- [WHAT TO WORK ON] In the entries below, find the line with "One marker per instance, written like [(93, 156)]." and the line with "One marker per instance, written like [(59, 29)].". Reproduce those two lines and every line between them exactly, and nothing more.

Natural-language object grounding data
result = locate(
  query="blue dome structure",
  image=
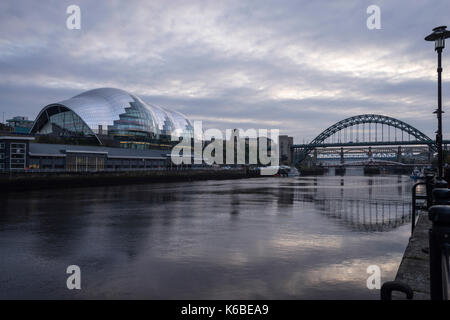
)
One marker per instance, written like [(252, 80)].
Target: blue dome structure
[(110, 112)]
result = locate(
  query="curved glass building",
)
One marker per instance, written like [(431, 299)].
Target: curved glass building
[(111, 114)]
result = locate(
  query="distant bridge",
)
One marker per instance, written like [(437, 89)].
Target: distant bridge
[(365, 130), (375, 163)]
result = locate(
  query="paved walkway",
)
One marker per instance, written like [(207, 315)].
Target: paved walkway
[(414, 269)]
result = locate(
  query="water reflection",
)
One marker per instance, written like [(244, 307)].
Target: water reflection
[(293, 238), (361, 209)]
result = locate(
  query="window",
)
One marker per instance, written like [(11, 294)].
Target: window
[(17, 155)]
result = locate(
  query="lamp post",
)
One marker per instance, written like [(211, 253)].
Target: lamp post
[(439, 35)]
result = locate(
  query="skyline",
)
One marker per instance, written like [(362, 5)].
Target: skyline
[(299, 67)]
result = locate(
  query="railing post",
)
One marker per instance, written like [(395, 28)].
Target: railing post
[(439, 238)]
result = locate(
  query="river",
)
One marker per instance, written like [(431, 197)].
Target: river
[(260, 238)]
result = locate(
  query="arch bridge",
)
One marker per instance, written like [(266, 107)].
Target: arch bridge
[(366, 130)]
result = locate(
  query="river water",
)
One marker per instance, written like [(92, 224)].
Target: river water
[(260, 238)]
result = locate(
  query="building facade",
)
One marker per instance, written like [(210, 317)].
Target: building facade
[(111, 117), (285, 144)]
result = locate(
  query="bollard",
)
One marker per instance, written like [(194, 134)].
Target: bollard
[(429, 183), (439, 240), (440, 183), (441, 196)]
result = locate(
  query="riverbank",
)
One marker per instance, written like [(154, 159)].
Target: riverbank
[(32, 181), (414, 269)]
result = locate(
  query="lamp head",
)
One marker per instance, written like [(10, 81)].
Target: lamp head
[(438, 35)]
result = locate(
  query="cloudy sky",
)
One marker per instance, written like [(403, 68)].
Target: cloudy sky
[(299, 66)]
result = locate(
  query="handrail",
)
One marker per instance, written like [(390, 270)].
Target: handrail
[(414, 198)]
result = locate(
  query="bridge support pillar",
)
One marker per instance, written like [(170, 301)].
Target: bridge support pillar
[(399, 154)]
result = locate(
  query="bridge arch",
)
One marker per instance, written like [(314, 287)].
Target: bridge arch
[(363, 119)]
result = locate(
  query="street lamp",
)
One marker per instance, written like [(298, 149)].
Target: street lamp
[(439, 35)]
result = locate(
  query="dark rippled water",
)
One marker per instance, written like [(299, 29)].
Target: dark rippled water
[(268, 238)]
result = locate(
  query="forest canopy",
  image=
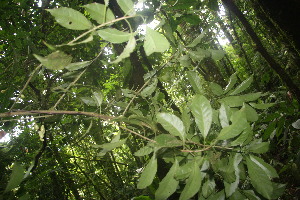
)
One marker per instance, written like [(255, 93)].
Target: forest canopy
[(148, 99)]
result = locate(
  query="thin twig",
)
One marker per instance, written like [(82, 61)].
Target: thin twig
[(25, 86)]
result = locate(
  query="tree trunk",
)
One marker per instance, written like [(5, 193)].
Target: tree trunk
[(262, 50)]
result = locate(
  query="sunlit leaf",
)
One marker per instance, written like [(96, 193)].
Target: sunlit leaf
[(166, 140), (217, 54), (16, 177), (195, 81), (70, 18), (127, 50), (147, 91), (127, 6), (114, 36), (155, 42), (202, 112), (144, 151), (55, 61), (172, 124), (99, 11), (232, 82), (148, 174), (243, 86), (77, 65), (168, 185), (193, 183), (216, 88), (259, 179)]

...

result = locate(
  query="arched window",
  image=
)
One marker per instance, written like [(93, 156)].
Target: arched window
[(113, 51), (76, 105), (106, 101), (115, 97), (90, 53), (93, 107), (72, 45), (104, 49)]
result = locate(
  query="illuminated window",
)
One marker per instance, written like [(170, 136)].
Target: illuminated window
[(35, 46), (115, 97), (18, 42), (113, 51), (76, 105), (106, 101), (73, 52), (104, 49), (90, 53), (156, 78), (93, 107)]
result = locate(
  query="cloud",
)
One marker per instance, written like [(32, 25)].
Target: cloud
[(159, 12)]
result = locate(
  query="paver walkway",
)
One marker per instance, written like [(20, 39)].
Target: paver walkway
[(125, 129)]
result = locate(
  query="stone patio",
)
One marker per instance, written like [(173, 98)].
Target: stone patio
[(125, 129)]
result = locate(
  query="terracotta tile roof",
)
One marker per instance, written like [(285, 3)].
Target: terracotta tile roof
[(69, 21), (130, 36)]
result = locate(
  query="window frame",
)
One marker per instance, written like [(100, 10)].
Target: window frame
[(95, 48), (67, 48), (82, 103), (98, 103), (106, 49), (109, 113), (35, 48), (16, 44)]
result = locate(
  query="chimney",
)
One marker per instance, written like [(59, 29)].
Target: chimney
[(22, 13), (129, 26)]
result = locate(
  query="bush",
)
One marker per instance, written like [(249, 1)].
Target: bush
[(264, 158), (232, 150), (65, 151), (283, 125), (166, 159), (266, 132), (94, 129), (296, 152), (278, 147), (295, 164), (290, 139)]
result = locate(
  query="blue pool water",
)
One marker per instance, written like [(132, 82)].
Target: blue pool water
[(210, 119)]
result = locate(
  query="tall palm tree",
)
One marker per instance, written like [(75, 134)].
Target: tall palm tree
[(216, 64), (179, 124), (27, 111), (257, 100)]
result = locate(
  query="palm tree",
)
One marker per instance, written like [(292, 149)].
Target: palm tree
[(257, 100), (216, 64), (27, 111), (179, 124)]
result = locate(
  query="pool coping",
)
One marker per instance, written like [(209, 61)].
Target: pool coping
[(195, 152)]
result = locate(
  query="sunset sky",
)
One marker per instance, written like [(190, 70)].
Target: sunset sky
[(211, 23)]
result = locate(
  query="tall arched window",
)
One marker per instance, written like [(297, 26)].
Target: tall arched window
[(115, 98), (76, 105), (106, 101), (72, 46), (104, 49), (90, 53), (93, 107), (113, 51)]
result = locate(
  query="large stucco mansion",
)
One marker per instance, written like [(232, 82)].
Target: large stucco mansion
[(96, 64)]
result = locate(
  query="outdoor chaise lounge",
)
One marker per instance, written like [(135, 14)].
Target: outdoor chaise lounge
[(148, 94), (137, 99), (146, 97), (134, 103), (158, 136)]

--

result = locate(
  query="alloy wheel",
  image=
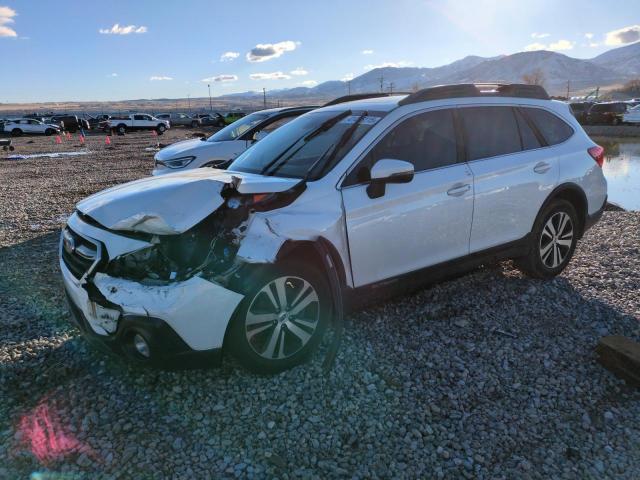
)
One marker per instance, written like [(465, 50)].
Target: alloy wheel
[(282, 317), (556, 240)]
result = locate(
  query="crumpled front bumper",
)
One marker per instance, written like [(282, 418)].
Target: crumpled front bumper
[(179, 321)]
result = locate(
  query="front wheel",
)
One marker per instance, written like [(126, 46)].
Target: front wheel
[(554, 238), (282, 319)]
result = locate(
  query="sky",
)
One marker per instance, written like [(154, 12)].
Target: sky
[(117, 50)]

- [RESPONSE AREA]
One marker per instance, written like [(93, 156)].
Target: arched window
[(113, 51), (76, 105), (106, 101), (115, 97), (90, 53), (93, 107), (72, 45), (104, 49)]
result = locate(
  query="illuminated window",
)
One marker per instance, written like [(170, 136)].
Target: illuminated window
[(35, 46), (115, 97), (18, 42), (113, 51), (76, 105), (106, 101), (73, 52), (104, 49), (90, 53), (156, 78), (93, 107)]
result = locate(
  query="cloud",
)
One marker per instance, written like [(32, 25)].
Target: cloud
[(159, 12)]
result = locate(
  query="paver walkway",
)
One marker per instance, written like [(20, 39)].
Target: paver walkway
[(125, 129)]
result = locate(
  query="stone patio",
)
One marker per instance, written like [(173, 98)].
Target: stone patio
[(125, 129)]
result = locate(
  query="terracotta tile roof",
)
One marker per instance, written like [(285, 3)].
Target: terracotta tile roof
[(69, 21), (130, 36)]
result = locate(
  query="window frame",
)
One marker per instance, written like [(100, 10)].
Target: window frame
[(95, 48), (67, 48), (82, 103), (98, 103), (106, 49), (109, 113), (35, 48), (16, 44)]
result = locate(
  query="chimney",
)
One marker per instance, written like [(59, 29)].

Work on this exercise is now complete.